[Start of Record excerpts]
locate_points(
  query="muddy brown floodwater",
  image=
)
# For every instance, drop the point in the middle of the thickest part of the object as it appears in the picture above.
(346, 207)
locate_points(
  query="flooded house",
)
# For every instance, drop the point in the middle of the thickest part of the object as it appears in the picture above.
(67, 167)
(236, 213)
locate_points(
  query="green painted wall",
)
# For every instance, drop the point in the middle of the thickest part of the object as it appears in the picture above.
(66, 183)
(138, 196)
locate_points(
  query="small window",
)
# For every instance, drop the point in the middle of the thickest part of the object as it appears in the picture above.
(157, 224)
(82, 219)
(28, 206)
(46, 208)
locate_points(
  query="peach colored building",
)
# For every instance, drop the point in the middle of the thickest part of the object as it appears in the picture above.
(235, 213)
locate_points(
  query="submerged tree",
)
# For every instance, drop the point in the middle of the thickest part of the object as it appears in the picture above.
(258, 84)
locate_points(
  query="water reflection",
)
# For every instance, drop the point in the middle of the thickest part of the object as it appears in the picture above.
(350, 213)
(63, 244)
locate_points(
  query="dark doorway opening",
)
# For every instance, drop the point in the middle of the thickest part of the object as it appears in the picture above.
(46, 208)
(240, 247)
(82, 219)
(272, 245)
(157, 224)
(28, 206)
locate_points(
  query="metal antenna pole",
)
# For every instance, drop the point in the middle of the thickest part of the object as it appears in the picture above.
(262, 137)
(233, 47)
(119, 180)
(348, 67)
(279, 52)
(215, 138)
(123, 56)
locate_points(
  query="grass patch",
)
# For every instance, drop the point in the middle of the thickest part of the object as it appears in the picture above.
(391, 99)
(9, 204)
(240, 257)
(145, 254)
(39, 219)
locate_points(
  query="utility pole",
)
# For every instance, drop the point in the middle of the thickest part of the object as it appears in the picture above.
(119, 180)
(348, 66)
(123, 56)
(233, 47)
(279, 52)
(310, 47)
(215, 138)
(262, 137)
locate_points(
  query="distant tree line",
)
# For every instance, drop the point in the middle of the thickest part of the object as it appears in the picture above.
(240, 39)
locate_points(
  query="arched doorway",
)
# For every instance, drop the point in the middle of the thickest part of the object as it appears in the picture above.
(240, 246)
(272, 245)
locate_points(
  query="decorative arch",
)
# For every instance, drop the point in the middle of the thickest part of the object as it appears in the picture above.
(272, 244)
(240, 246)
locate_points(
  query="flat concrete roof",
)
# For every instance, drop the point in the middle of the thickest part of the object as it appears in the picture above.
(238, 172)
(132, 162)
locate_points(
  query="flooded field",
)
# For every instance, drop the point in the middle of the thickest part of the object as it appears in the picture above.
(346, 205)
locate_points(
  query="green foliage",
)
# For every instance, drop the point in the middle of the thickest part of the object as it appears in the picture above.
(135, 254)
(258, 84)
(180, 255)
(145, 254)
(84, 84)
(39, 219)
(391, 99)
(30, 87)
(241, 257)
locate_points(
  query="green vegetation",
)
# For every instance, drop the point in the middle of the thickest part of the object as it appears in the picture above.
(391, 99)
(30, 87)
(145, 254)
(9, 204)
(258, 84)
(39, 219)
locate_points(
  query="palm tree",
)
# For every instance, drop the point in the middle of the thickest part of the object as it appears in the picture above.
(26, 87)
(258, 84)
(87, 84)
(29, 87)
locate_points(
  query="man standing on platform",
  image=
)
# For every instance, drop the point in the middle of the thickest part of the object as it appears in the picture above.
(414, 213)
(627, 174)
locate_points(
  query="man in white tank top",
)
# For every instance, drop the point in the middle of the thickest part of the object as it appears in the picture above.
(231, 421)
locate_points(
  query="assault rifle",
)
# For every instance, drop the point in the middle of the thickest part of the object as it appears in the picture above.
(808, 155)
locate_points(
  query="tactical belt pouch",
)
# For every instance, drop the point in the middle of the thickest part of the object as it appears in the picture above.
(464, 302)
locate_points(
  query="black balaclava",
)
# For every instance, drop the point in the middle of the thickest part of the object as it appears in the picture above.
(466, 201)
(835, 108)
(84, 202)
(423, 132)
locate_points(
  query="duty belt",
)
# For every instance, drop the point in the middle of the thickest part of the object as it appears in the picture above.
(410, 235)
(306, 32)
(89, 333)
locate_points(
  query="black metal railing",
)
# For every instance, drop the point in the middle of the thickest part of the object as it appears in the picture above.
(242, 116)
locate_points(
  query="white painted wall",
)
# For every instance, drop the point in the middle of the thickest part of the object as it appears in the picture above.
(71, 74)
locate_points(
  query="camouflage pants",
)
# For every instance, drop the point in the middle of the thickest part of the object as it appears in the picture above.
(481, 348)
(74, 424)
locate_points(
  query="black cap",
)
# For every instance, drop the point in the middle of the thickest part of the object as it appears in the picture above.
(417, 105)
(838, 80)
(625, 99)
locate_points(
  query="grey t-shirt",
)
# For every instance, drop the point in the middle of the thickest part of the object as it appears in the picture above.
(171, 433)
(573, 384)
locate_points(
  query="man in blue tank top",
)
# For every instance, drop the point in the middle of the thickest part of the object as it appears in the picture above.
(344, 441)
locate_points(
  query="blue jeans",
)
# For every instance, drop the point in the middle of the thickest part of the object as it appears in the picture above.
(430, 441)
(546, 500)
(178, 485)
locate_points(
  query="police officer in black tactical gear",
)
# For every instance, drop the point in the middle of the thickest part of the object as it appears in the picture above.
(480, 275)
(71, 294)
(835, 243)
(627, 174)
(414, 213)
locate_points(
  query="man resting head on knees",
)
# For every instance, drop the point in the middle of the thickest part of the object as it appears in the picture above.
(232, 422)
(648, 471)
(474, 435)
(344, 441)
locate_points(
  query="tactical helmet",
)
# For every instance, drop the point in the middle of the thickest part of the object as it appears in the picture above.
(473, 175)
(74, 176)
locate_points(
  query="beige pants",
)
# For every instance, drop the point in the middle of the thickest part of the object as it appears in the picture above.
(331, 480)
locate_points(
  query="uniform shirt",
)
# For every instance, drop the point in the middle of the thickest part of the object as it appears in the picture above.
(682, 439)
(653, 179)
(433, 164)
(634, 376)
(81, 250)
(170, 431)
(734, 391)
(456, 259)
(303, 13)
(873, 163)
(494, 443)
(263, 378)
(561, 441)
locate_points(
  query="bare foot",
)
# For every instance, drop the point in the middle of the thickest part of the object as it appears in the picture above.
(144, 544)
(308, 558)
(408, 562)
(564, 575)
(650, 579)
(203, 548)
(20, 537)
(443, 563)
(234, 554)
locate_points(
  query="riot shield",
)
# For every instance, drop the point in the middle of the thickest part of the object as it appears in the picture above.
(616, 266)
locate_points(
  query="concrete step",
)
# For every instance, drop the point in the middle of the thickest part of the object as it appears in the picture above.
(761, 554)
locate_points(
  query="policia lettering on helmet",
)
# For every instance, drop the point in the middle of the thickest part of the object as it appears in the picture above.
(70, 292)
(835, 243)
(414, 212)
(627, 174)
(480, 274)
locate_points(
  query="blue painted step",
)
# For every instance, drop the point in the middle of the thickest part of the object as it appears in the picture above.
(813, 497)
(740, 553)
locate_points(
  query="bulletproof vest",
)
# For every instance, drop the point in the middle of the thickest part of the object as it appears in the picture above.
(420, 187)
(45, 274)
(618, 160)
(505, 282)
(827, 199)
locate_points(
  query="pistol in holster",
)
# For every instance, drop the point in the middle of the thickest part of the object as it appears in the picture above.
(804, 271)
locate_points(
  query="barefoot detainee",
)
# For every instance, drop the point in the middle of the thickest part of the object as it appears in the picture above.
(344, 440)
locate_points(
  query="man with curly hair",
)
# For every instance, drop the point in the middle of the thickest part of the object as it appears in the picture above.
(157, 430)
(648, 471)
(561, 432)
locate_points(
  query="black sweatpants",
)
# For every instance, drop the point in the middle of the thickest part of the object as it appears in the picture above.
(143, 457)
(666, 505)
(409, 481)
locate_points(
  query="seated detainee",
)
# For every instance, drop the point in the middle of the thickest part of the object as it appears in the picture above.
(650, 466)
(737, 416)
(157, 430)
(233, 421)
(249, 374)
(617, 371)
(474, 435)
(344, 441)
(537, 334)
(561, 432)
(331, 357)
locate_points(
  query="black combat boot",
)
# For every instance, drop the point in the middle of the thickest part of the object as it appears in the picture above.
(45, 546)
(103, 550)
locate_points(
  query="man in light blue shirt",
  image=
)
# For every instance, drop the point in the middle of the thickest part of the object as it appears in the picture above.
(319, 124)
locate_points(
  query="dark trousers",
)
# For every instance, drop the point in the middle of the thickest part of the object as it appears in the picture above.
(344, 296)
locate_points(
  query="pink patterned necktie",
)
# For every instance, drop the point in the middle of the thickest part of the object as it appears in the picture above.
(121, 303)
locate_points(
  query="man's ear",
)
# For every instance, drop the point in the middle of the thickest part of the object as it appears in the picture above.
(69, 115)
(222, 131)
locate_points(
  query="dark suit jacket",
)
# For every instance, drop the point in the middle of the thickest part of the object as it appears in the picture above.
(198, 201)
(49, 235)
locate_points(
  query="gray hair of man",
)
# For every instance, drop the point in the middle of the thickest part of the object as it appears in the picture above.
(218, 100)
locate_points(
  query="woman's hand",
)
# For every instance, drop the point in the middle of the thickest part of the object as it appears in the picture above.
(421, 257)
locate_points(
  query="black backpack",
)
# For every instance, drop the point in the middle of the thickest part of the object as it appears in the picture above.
[End of Record excerpts]
--- Set exercise ---
Pick out each line of the data above that contains the word "black". Case matters.

--- Answer for this exercise ---
  query="black balaclava",
  query="black metal railing",
  query="black cap",
  query="police officer in black tactical gear",
  query="black sweatpants",
  query="black combat boot",
  query="black backpack",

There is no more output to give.